**ИСХОДНЫЙ ТЕКСТ:**
========
Читаем Пресловутая эпоха в лицах и масках, событиях и казусах полностью

Блюмкина выпустили из тюрьмы после убийства Мирбаха через два месяца, а между тем председатель Совета народных комиссаров, когда приходил извиняться, дал гарантии, что убийца Мирбаха будет расстрелян.

О событиях чуть ли не семидесятилетней давности он говорил так, как будто они случились пару лет назад.

– Сам Блюмкин был одесский еврей. Он был немного моложе меня. Бедная еврейская семья, три сына. Старший – репортер и агент охранки. Средний – как раз Блюмкин. Он все время мечтал о переворотах и говорил, что дома под кроватью у него лежат бомба и револьвер.

По словам Валентина Петровича, Блюмкин, живя в Одессе, с детства шился около людей знаменитых. Но знаменитых тогда там было немного, поэтому он шился и около него, Катаева, который только-только опубликовал первые стихи. И тогда же задумал вещь в прозе – «Жизнь Яшки», то есть Яшки Блюмкина.
========
**МАТЕРИАЛ:**
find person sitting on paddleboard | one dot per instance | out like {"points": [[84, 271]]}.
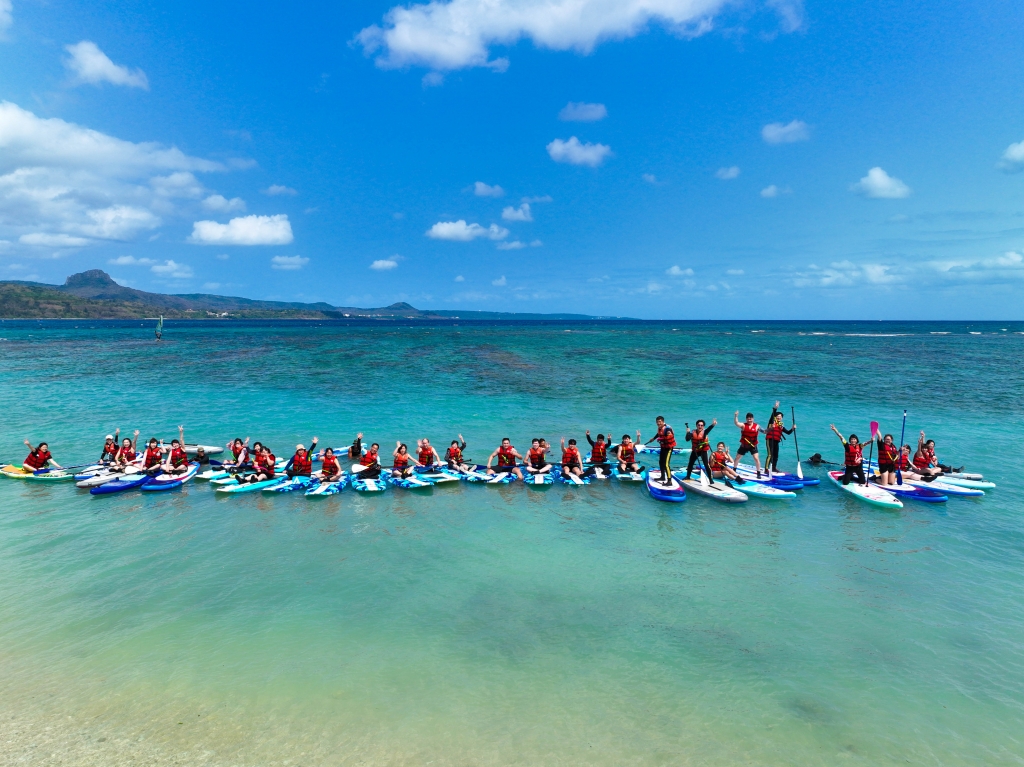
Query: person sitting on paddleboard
{"points": [[697, 437], [110, 452], [854, 460], [39, 458], [626, 452], [536, 461], [301, 464], [506, 456], [748, 439], [667, 440], [774, 435], [720, 468], [454, 456]]}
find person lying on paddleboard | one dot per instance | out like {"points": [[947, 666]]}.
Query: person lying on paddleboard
{"points": [[748, 439], [774, 435], [39, 458], [854, 460], [699, 446], [454, 456], [626, 452], [506, 456], [536, 461], [571, 460], [301, 464], [667, 440]]}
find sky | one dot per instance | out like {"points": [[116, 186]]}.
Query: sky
{"points": [[662, 159]]}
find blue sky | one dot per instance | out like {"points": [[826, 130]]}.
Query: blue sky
{"points": [[685, 159]]}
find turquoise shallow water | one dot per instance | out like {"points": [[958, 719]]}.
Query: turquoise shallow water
{"points": [[501, 625]]}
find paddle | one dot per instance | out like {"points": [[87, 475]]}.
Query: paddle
{"points": [[800, 469], [899, 459]]}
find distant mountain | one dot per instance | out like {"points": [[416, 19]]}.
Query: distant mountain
{"points": [[93, 295]]}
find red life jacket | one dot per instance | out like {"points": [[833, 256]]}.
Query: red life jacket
{"points": [[506, 456], [698, 440], [37, 459], [302, 465], [749, 435], [666, 437], [854, 455]]}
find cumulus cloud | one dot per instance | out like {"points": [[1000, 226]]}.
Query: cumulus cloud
{"points": [[463, 232], [1013, 159], [576, 153], [89, 65], [485, 189], [288, 263], [880, 185], [220, 204], [172, 269], [580, 112], [791, 132], [517, 214], [244, 230], [458, 34]]}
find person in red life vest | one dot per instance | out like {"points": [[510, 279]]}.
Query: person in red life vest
{"points": [[699, 446], [854, 459], [667, 441], [301, 464], [39, 458], [720, 468], [774, 435], [571, 460], [748, 439], [330, 468], [536, 461], [425, 453], [507, 457], [454, 456], [110, 452], [626, 453]]}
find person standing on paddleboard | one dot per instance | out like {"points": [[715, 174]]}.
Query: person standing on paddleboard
{"points": [[854, 459], [697, 437], [748, 439], [667, 439], [506, 456]]}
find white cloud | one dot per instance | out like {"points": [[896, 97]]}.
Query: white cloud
{"points": [[244, 230], [577, 153], [172, 269], [52, 241], [463, 232], [89, 65], [517, 214], [579, 112], [459, 34], [288, 263], [1013, 159], [130, 261], [881, 185], [485, 189], [792, 132], [220, 204]]}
========
**ЗАДАНИЕ:** Приведите отрывок из текста о Блюмкине между словами «Блюмкина выпустили из» и «пару лет назад.» включительно, переименовав «Мирбаха» в «германского посла». Строки для работы не понадобятся.

**ОЖИДАЕМЫЙ ОТВЕТ:**
Блюмкина выпустили из тюрьмы после убийства германского посла через два месяца, а между тем председатель Совета народных комиссаров, когда приходил извиняться, дал гарантии, что убийца германского посла будет расстрелян.

О событиях чуть ли не семидесятилетней давности он говорил так, как будто они случились пару лет назад.